Tasks to carry out:
• a. Answer these questions from the patent excerpt on image alignment, one per line:
(i) Which non-transitory computer-readable storage media does the excerpt list as examples for storing the software?
(ii) What does Figure 3 show?
(iii) What does Figure 6 show?
• b. Lay out the listing lines from the line with "I need to find the toyota" to the line with "(367, 190), (393, 202)", both included, as a Markdown table with the columns Row and Listing line, skipping any blank lines.

Extract to read:
++++++++++++++++++++

When viewed from a further aspect, the invention provides a computer readable storage medium storing computer software code comprising instructions which, when executed on a computer processing system, cause the computer processing system to implement a machine learning model for use in image alignment by: inputting a first image and a second image to a machine learning model; using the machine learning model to: extract a first set of features from the first image; extract a second set of features from the second image; compare the first and second sets of features to identify respective first and second subsets of one or more features that are common to both the first and second sets of features; generate a mapping between each of the first subset of features and a corresponding feature of the second subset of features; and use the mapping to determine a predicted transformation for aligning the first image with the second image.

The computer processing system may comprise one or more input peripherals for accessing (e.g. receiving) the first and/or second (e.g. training) images. The computer processing system may comprise a camera or (e.g. CT) scanner for capturing the first and/or second images.

The software may be stored on a non-transitory computer-readable storage medium, such as a hard-drive, a CD-ROM, a solid-state memory, etc., or may be communicated by a transitory signal such as data over a network.

Features of any aspect or embodiment described herein may, wherever appropriate, be applied to any other aspect or embodiment described herein.

Where reference is made to different embodiments or sets of embodiments, it should be understood that these are not necessarily distinct but may overlap.

Certain preferred embodiments of the invention will now be described, byway of example only, with reference to the accompanying drawings in which:

Figure 1 is a process diagram illustrating the alignment process according to an embodiment of the present invention;

Figures 2a-d show more detailed block diagrams of the neural network shown in Figure 1;

Figure 3 is a flowchart of the steps of running the neural network of Figure 1 in ‘inference mode’;

Figure 4 is a flowchart of the steps for training the neural network of Figure

1 ;

Figure 5 is a process diagram illustrating the process of training and implementing the neural network of Figure 1; and

Figure 6 shows the results of testing a neural network in accordance with an embodiment of the present invention.

There are many different industrial situations in which there is a desire to quantify the misalignment between a pair of images, e.g. and to subsequently align the images. As will now be described, embodiments of the present invention provide systems and methods that are able to achieve this.

++++++++++++++++++++

Given data:
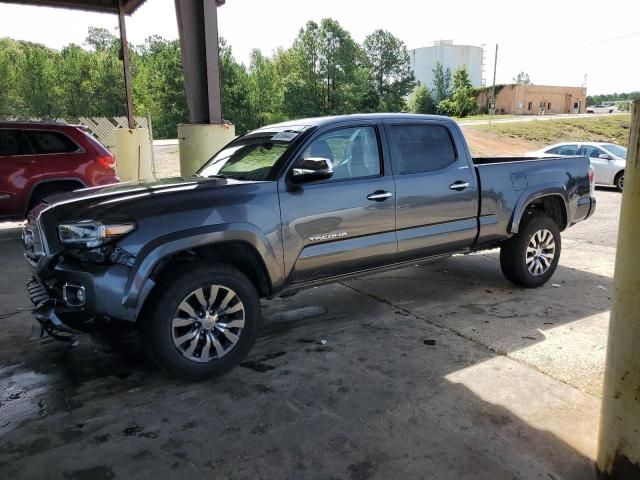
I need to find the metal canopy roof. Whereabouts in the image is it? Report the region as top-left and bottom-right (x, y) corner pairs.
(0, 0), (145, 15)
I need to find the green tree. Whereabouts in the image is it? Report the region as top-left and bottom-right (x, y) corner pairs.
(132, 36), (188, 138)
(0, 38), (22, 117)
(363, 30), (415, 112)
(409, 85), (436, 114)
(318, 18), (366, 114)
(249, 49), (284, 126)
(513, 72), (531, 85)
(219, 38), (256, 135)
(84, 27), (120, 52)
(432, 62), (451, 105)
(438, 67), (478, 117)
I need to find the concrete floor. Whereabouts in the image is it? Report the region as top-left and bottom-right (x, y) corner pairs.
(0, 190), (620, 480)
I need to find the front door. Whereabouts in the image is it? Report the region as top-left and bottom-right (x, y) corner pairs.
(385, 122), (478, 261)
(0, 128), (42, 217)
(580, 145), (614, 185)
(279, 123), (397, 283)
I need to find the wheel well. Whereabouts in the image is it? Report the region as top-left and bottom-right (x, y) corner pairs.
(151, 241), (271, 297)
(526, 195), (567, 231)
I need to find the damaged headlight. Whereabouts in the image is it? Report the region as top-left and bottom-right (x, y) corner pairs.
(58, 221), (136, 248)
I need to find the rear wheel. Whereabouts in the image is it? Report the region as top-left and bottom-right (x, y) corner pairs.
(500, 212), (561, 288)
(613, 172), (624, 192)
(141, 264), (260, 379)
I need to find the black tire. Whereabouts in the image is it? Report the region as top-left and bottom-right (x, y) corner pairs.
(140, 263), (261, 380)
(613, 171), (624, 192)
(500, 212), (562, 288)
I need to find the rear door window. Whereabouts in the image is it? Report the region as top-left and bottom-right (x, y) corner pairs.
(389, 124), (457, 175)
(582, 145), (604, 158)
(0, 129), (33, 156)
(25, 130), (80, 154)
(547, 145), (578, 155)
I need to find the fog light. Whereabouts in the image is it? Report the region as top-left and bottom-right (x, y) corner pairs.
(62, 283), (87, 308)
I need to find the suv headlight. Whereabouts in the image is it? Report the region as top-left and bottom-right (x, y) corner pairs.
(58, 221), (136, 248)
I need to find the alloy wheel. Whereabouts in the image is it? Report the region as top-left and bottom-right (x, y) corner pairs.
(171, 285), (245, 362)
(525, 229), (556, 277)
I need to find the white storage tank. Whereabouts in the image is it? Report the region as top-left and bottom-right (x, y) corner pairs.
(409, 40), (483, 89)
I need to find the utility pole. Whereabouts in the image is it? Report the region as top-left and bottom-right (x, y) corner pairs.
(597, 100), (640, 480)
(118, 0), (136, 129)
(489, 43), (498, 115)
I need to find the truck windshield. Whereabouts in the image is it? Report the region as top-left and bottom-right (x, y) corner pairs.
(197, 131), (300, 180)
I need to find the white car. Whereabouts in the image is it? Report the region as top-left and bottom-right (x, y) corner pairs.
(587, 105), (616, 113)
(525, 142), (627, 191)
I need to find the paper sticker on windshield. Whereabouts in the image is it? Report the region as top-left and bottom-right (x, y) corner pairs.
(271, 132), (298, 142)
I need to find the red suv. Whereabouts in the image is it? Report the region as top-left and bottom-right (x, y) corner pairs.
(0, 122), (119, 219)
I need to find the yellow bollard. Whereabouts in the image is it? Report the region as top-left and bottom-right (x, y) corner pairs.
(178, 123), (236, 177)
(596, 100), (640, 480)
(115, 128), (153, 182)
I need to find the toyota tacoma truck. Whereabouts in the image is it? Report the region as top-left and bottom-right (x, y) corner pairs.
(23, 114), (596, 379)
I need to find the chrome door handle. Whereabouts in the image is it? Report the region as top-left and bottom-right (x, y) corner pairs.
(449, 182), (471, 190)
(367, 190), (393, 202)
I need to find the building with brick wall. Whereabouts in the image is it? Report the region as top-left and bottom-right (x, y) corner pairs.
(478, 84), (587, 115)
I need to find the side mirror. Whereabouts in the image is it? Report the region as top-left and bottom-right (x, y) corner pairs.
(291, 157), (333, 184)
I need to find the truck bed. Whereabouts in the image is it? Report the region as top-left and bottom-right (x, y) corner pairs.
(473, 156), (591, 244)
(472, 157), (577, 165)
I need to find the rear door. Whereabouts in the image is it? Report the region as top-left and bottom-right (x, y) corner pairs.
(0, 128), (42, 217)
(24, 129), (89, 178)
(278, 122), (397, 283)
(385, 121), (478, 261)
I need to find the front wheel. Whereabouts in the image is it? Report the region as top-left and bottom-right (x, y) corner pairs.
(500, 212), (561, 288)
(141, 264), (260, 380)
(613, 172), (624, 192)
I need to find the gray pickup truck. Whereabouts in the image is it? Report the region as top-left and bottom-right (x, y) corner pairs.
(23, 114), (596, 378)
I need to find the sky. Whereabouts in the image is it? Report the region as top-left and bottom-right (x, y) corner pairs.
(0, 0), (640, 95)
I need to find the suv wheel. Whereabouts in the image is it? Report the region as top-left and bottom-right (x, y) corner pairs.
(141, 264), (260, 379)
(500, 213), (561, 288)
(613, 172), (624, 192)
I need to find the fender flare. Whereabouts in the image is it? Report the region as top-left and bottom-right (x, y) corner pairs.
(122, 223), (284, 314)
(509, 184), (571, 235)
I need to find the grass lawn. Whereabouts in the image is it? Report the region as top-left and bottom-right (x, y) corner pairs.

++++++++++++++++++++

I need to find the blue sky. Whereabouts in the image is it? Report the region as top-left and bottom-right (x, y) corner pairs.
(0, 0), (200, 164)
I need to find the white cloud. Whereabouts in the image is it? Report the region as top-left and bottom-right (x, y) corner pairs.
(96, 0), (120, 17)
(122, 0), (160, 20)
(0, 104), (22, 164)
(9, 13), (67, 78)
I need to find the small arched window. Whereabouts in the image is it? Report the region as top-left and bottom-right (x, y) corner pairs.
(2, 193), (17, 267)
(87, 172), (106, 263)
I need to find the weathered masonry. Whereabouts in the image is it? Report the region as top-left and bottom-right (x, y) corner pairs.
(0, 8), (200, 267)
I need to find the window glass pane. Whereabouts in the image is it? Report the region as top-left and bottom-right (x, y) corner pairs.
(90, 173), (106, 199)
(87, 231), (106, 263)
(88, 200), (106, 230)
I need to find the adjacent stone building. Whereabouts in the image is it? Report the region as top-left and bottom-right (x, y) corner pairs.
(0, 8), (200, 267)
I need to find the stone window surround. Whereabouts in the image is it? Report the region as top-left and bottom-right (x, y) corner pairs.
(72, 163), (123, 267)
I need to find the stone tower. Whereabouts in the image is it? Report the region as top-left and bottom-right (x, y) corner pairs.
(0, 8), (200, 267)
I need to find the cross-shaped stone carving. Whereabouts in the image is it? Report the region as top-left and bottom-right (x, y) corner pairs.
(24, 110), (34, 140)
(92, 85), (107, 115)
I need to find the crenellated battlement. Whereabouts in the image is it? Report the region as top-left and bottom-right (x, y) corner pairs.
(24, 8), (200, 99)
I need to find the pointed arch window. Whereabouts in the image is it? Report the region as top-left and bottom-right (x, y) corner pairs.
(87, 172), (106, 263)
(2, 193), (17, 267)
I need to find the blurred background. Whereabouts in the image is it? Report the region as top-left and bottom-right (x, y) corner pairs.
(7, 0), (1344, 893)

++++++++++++++++++++

Responses by task:
• a.
(i) A hard-drive, a CD-ROM and a solid-state memory.
(ii) A flowchart of the steps of running the neural network of Figure 1 in 'inference mode'.
(iii) The results of testing a neural network in accordance with an embodiment of the present invention.

• b.
| Row | Listing line |
|---|---|
| 1 | I need to find the toyota tacoma truck. Whereabouts in the image is it? Report the region as top-left and bottom-right (x, y) corner pairs. |
| 2 | (23, 114), (596, 379) |
| 3 | I need to find the chrome door handle. Whereabouts in the image is it? Report the region as top-left and bottom-right (x, y) corner pairs. |
| 4 | (449, 182), (471, 190) |
| 5 | (367, 190), (393, 202) |